Taxes: What to Know about the Standard Deduction

Mar 9, 2022 11:00:00 AM

The scent of spring is in the air which can only mean one thing – it’s tax season! While trying to understand the ins and outs of filing taxes can feel like learning another language, there are really only a few key terms you need to know. One of these is the standard deduction. What is the standard deduction and how can it help you save big bucks on your taxes? Read on!

What Is a Deduction?

Before we get into the standard deduction, let’s review a few basics. The more taxable income you report, the higher your tax bill will be. Various deductions allow you to effectively lower the amount of money you’ve earned which counts as taxable. You’re allowed to deduct expenditures related to registered charitable causes, property taxes, mortgage payments and more. And then, of course, there’s the standard deduction.

The Standard Deduction

To reduce the tax burden on everyone, the IRS allows all taxpayers to apply a standard deduction to their tax bill. For the 2021 tax year (which applies to the current tax filing period, in spring 2022), the standard deduction is $12,550 for individuals, $25,100 for married couples filing jointly, and $18,800 for people filing as a Head of Household – meaning they are a single adult with at least one dependent. 

An additional factor to consider is that the standard deduction is higher for people 65 and over, and those who are blind. If you fit into either of these categories, your 2021 standard deduction rises by $1,700 if you are single or a Head of Household. On the other hand, for a couple that is married and filing jointly, the standard deduction increases by $1,350 if either spouse is over 65, and by another $1,350 if either spouse if blind. A standard deduction may also increase if you were a victim of a federally declared disaster, such as a hurricane, wildfire or earthquake.

Why Decline the Standard Deduction?

**WHAT NEEDS TO BE DONE**:
Continue the article on the standard deduction, starting after its last line, "Why Decline the Standard Deduction?" The items that follow have nothing to do with the standard deduction article.

(Dataset entries)
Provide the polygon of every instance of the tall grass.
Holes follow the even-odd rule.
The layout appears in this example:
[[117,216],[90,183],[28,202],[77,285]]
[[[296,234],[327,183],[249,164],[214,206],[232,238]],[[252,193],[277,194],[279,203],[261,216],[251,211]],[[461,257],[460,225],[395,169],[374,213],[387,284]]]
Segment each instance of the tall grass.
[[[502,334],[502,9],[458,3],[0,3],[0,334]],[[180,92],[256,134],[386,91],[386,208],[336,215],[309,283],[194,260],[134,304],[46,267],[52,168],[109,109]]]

**RESPONSE BOX**:
You’re not required to take the standard deduction, but many taxpayers find that this is both the simplest option, and the option that saves them the most money. The alternative is to itemize your expenses. Itemizing is usually more time-intensive than simply opting for the standard deduction – but it could reduce your taxable income more than the standard deduction, depending on the specific circumstances of your past financial year.

One reason some people decline the standard deduction is because they’ve made sizable donations to registered charities. Similarly, ending the year with significant out-of-pocket medical expenses, or paying a large sum in mortgage interest or property taxes, could mean that itemizing these expenses will result in a bigger overall reduction in taxable income. 

What Doesn’t Need to Be Itemized?

If you do claim the standard deduction, you can still deduct some additional expenses from your taxable income, without needing to itemize these. Applicable deductions you can take advantage of include student loan interest, contributions to an Individual Retirement Account (IRA), alimony payments, and some educator expenses if you work as a teacher.

Final Thoughts  

It pays to take the time and calculate whether or not the standard deduction is your best tax strategy. You can do a quick estimate with tools online, or write out the equations yourself. Finally, any tax software or e-filing system will help you make the calculations and determine which method – whether standard deduction, or itemization – will most effectively reduce your taxable income and save you more money.